Exercise brief: Rewrite all the records below as a JSON list of strings, with one string for each line. Skip blank lines and leave the pictures out.

Pointing dataset records:
──────
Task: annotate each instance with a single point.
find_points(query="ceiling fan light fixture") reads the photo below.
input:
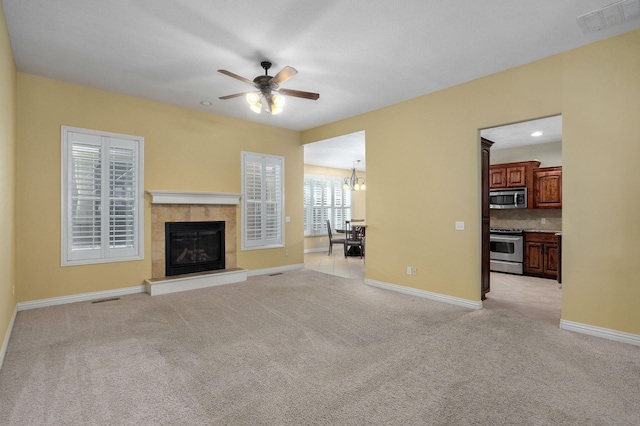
(354, 182)
(252, 98)
(257, 107)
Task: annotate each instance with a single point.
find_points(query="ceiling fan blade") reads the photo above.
(299, 94)
(236, 76)
(235, 95)
(285, 74)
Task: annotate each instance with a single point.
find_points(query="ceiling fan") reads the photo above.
(269, 89)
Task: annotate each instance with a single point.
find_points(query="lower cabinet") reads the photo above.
(541, 254)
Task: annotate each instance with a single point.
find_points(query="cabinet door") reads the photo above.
(516, 176)
(548, 189)
(534, 258)
(497, 177)
(551, 256)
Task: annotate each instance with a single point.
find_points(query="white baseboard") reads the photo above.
──────
Complete answer:
[
  "Task: annotate each instance with a single point.",
  "find_points(query=\"ceiling fan light fixture\") reads the photo below.",
  "input:",
  "(354, 182)",
  "(252, 98)",
  "(257, 107)",
  "Task: annotate each instance with a single point.",
  "find_points(query=\"ceiling fan blade\") reads the photo above.",
  "(299, 94)",
  "(236, 76)",
  "(235, 95)",
  "(285, 74)",
  "Task: annotate each instance with a single point.",
  "find_points(query=\"ceiling fan\") reads the photo above.",
  "(269, 89)",
  "Task: annotate each instance with a single point.",
  "find_points(query=\"lower cabinet\") reads the photo above.",
  "(541, 254)",
  "Task: annotate each instance with a single point.",
  "find_points(query=\"cabinet door\") reads the photo above.",
  "(516, 176)",
  "(548, 189)",
  "(534, 258)",
  "(497, 177)",
  "(551, 256)",
  "Task: annotate each instance with a single point.",
  "find_points(query=\"white baseboard\") reads the photo above."
]